# suspension pops and clunks!!!!!!!!!



## mkharley21 (Dec 21, 2003)

My Se-R is lowered using 2" drop springs. Since it has been lowered the springs in the front pop really loud whenever I turn the wheels sharp. And in the rear on the passenger side there is a "clunk" or rattling sound whenever I hit a bump or hole in the road. I also have a 200sx lowered 2" inches and have never had any problems. Anyone have any suggestions?


----------



## krusty (Jun 14, 2004)

that's kinda like whats happing to me, and the rides kinda rough. probably juss shot everything and those pops and scary shit shap turns. what kinda works for me is gas more and try to avoid anything drastic


----------



## Binger (Aug 29, 2002)

did you put them on your factory shocks? they are probably blown now.


----------



## ryan7o7 (May 6, 2004)

yea that happened to me, do have some cheap ebay springs on your car. I had some cheap ebay coilovers made by vaos. They made that poping noise. So i spent some money and bought dropzone lowering springs, problem solved.

▶ Required work
(a) Can you reproduce the part of the suspension thread starting with "yea that happened" and going on through "springs, problem solved."?
(b) Which lines of the records contain the word "segment"? List each of them in full.
The suspension thread and the records have no connection to each other.

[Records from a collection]
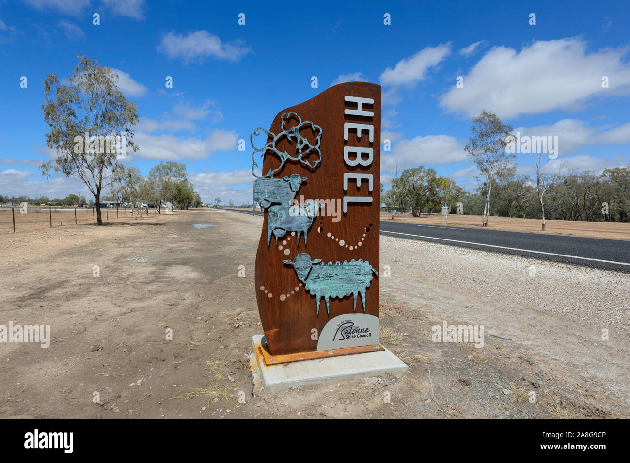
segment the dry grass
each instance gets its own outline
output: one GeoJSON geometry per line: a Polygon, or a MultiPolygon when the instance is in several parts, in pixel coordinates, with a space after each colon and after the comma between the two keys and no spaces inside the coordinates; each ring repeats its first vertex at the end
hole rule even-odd
{"type": "Polygon", "coordinates": [[[229,391],[232,387],[232,385],[222,386],[215,379],[210,379],[208,380],[204,387],[192,387],[181,396],[169,398],[180,399],[182,401],[201,399],[202,406],[205,406],[207,410],[210,408],[210,404],[215,402],[224,401],[227,404],[231,403],[234,396],[229,391]]]}
{"type": "Polygon", "coordinates": [[[547,413],[553,420],[573,420],[576,418],[575,413],[567,409],[566,406],[561,406],[559,402],[547,405],[547,413]]]}
{"type": "Polygon", "coordinates": [[[387,326],[381,326],[380,331],[381,342],[384,344],[396,346],[400,344],[404,336],[402,333],[396,331],[387,326]]]}
{"type": "Polygon", "coordinates": [[[188,340],[188,347],[195,347],[196,346],[202,346],[204,344],[207,344],[210,341],[210,338],[206,338],[205,339],[202,339],[200,341],[195,341],[194,340],[188,340]]]}

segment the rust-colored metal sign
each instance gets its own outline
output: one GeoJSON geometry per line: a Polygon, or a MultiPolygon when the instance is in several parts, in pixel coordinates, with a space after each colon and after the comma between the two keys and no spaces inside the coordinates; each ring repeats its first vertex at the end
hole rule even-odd
{"type": "Polygon", "coordinates": [[[325,348],[378,345],[377,319],[353,314],[379,316],[381,86],[331,87],[251,141],[263,157],[255,283],[270,355],[316,352],[328,332],[325,348]]]}

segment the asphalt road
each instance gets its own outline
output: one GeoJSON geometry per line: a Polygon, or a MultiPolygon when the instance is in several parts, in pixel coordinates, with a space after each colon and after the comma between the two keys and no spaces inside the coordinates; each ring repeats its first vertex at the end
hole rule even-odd
{"type": "MultiPolygon", "coordinates": [[[[233,212],[251,211],[225,209],[233,212]]],[[[262,212],[256,211],[257,215],[262,212]]],[[[450,226],[381,222],[381,233],[555,262],[630,273],[630,241],[484,230],[450,226]]]]}

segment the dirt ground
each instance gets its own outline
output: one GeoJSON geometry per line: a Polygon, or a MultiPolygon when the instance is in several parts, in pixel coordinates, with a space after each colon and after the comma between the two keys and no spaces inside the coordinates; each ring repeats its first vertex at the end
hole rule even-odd
{"type": "MultiPolygon", "coordinates": [[[[422,214],[415,217],[410,214],[394,214],[394,221],[402,220],[410,224],[421,225],[446,225],[453,227],[481,228],[481,215],[449,214],[448,223],[444,223],[445,216],[440,214],[422,214]]],[[[381,220],[391,220],[392,214],[381,214],[381,220]]],[[[582,236],[607,239],[630,239],[630,222],[577,222],[574,220],[546,220],[546,231],[542,230],[542,221],[538,219],[515,219],[513,217],[495,217],[488,219],[488,228],[505,231],[545,233],[553,235],[582,236]]]]}
{"type": "Polygon", "coordinates": [[[255,389],[261,223],[178,212],[14,234],[3,222],[0,324],[50,325],[52,341],[0,343],[0,418],[630,415],[630,276],[386,236],[381,340],[408,372],[255,389]],[[433,342],[444,321],[483,324],[484,345],[433,342]]]}

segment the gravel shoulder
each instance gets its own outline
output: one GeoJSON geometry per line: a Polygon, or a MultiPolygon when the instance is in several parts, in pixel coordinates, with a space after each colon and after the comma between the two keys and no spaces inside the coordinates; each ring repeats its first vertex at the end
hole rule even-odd
{"type": "Polygon", "coordinates": [[[0,324],[52,340],[0,344],[0,418],[628,418],[630,276],[388,236],[382,341],[409,371],[265,394],[248,360],[261,224],[189,212],[8,234],[0,324]],[[433,342],[445,321],[483,324],[483,346],[433,342]]]}

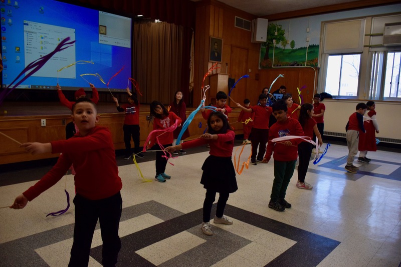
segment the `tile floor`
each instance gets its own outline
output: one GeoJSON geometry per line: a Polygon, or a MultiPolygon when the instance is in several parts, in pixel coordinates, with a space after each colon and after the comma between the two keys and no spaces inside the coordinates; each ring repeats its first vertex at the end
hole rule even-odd
{"type": "MultiPolygon", "coordinates": [[[[250,148],[246,146],[242,154],[250,148]]],[[[313,190],[295,187],[295,171],[286,198],[292,208],[283,212],[268,208],[273,162],[250,165],[237,175],[239,190],[230,194],[226,208],[234,224],[215,224],[212,219],[214,234],[207,236],[200,228],[206,190],[199,182],[209,154],[198,151],[189,150],[170,160],[174,166],[168,164],[166,172],[172,178],[164,183],[144,182],[132,161],[118,158],[123,163],[119,167],[123,206],[117,266],[399,266],[399,152],[369,152],[371,162],[355,161],[360,170],[351,174],[344,169],[346,147],[332,145],[317,164],[311,162],[306,181],[313,190]]],[[[153,179],[151,153],[138,161],[144,176],[153,179]]],[[[0,186],[0,206],[10,204],[35,182],[29,176],[37,172],[0,174],[0,180],[9,182],[27,176],[24,182],[20,177],[18,184],[0,186]]],[[[73,197],[72,176],[23,210],[0,209],[0,266],[67,266],[74,205],[62,216],[46,216],[65,208],[65,188],[73,197]]],[[[101,246],[98,228],[89,266],[101,266],[101,246]]]]}

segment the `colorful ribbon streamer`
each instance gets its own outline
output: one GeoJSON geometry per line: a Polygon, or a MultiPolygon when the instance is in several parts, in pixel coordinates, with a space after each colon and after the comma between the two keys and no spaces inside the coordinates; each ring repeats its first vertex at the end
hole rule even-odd
{"type": "MultiPolygon", "coordinates": [[[[313,160],[313,164],[316,165],[316,164],[319,163],[319,162],[320,162],[320,160],[322,158],[323,158],[323,157],[324,156],[324,155],[326,154],[326,153],[327,152],[327,150],[328,150],[329,146],[331,146],[331,144],[327,144],[326,145],[326,148],[324,148],[324,150],[323,152],[323,153],[322,153],[322,154],[320,156],[320,158],[319,158],[318,159],[318,158],[315,158],[315,160],[313,160]]],[[[318,151],[319,151],[319,148],[316,148],[316,152],[317,152],[318,151]]]]}
{"type": "Polygon", "coordinates": [[[69,65],[62,68],[61,68],[57,70],[57,72],[59,72],[65,68],[70,68],[70,66],[73,66],[74,65],[76,65],[77,64],[94,64],[93,61],[78,60],[76,62],[74,62],[72,64],[70,64],[69,65]]]}
{"type": "MultiPolygon", "coordinates": [[[[135,90],[138,92],[141,96],[143,96],[142,93],[141,93],[140,91],[139,90],[139,84],[136,82],[135,80],[133,79],[132,78],[128,78],[128,84],[129,84],[129,82],[131,81],[131,82],[132,83],[132,86],[135,87],[135,90]]],[[[128,87],[128,86],[127,86],[128,87]]]]}
{"type": "Polygon", "coordinates": [[[246,74],[245,75],[244,75],[244,76],[238,79],[238,80],[236,82],[235,84],[234,84],[234,85],[233,86],[233,87],[232,87],[231,89],[230,90],[230,92],[229,92],[229,96],[230,96],[230,95],[231,94],[231,91],[233,90],[233,89],[235,88],[235,86],[239,82],[240,82],[240,80],[241,80],[242,78],[249,78],[249,75],[246,74]]]}
{"type": "Polygon", "coordinates": [[[277,79],[278,79],[278,78],[279,78],[280,77],[282,77],[282,78],[284,78],[284,74],[279,74],[279,76],[277,76],[277,78],[276,78],[275,79],[274,79],[274,80],[273,80],[273,82],[272,82],[272,84],[270,84],[270,88],[269,88],[269,90],[267,92],[267,94],[269,94],[269,92],[270,92],[270,90],[272,90],[272,86],[273,86],[273,84],[274,84],[275,82],[276,82],[276,80],[277,80],[277,79]]]}
{"type": "Polygon", "coordinates": [[[75,41],[74,40],[69,42],[68,41],[70,40],[70,37],[67,37],[64,40],[62,40],[60,44],[57,45],[57,46],[56,47],[56,48],[55,48],[55,50],[52,52],[30,63],[24,70],[23,70],[22,72],[21,72],[21,73],[18,74],[17,78],[11,82],[10,85],[5,89],[4,89],[1,93],[0,93],[0,105],[2,104],[6,97],[8,96],[10,93],[13,91],[13,90],[17,88],[17,87],[24,82],[24,80],[28,78],[31,76],[39,70],[42,67],[44,66],[44,65],[45,65],[45,64],[46,64],[48,61],[49,61],[49,60],[50,60],[53,56],[54,56],[56,53],[60,52],[60,51],[62,51],[63,50],[67,48],[70,46],[72,46],[73,44],[75,42],[75,41]],[[64,47],[65,46],[65,47],[64,47]],[[18,80],[18,79],[19,79],[23,76],[23,74],[26,74],[26,72],[28,73],[26,74],[24,78],[21,79],[19,82],[14,84],[14,86],[12,86],[14,82],[18,80]]]}
{"type": "Polygon", "coordinates": [[[46,217],[49,216],[58,216],[59,215],[61,215],[62,214],[65,214],[67,210],[68,210],[68,209],[70,208],[70,194],[65,189],[64,190],[64,192],[66,192],[66,195],[67,196],[67,208],[64,210],[61,210],[56,212],[50,212],[46,215],[46,217]]]}
{"type": "MultiPolygon", "coordinates": [[[[124,67],[125,67],[125,66],[122,66],[122,68],[121,68],[121,70],[118,70],[118,71],[117,72],[117,73],[116,73],[116,74],[115,74],[114,75],[113,75],[113,76],[111,76],[111,78],[110,78],[110,80],[109,80],[109,81],[107,82],[107,84],[106,84],[106,86],[107,86],[107,88],[109,88],[109,84],[110,84],[110,81],[111,81],[111,80],[112,80],[113,78],[114,78],[114,77],[115,77],[116,76],[117,76],[117,75],[118,75],[118,74],[119,74],[120,72],[121,72],[121,70],[123,70],[123,69],[124,68],[124,67]]],[[[109,90],[110,90],[110,89],[109,89],[109,90]]]]}

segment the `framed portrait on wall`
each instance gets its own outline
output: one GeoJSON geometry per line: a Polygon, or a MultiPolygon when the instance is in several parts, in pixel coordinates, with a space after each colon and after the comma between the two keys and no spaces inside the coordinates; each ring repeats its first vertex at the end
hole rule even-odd
{"type": "Polygon", "coordinates": [[[223,39],[216,37],[210,38],[210,56],[209,61],[222,62],[223,39]]]}

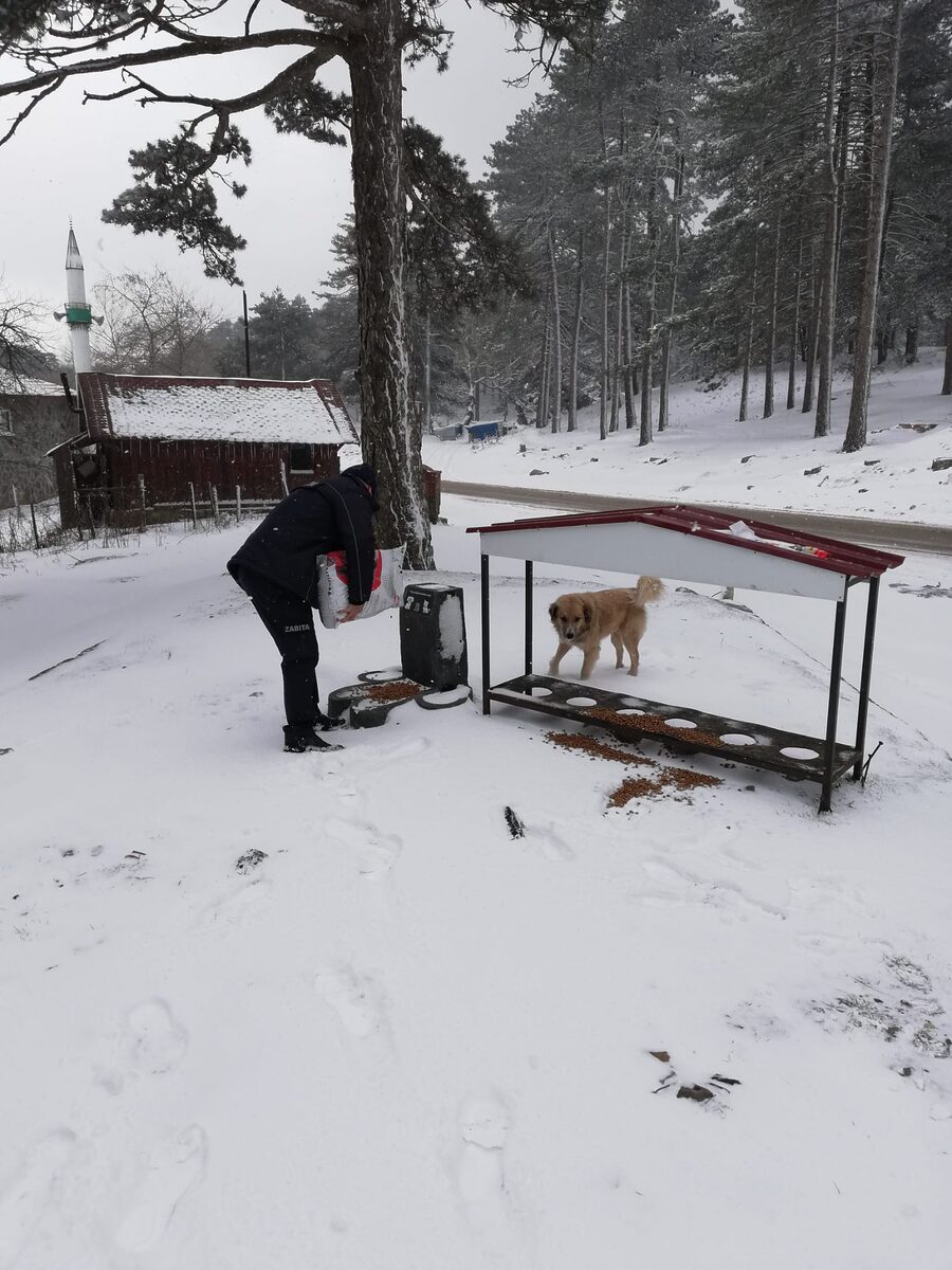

▶ Outputs in order
(a)
yea that happened to me, do have some cheap ebay springs on your car. I had some cheap ebay coilovers made by vaos. They made that poping noise. So i spent some money and bought dropzone lowering springs, problem solved.

(b)
segment the dry grass
segment the rust-colored metal sign
segment the asphalt road
segment the dirt ground
segment the gravel shoulder
segment the `tile floor`
segment the `colorful ribbon streamer`
segment the `framed portrait on wall`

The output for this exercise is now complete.